#### Task directions:
Write out the lines below word for word, leaving out any pictures.
** START OF Data for this exercise **
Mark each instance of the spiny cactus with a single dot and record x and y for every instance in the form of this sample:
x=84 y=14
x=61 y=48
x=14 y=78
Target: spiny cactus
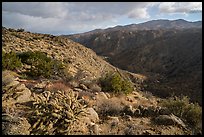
x=54 y=113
** END OF Data for this exercise **
#### Exercise result:
Mark each instance of the spiny cactus with a single dot and record x and y for every instance in the form of this sample:
x=84 y=14
x=61 y=48
x=14 y=78
Target: spiny cactus
x=54 y=113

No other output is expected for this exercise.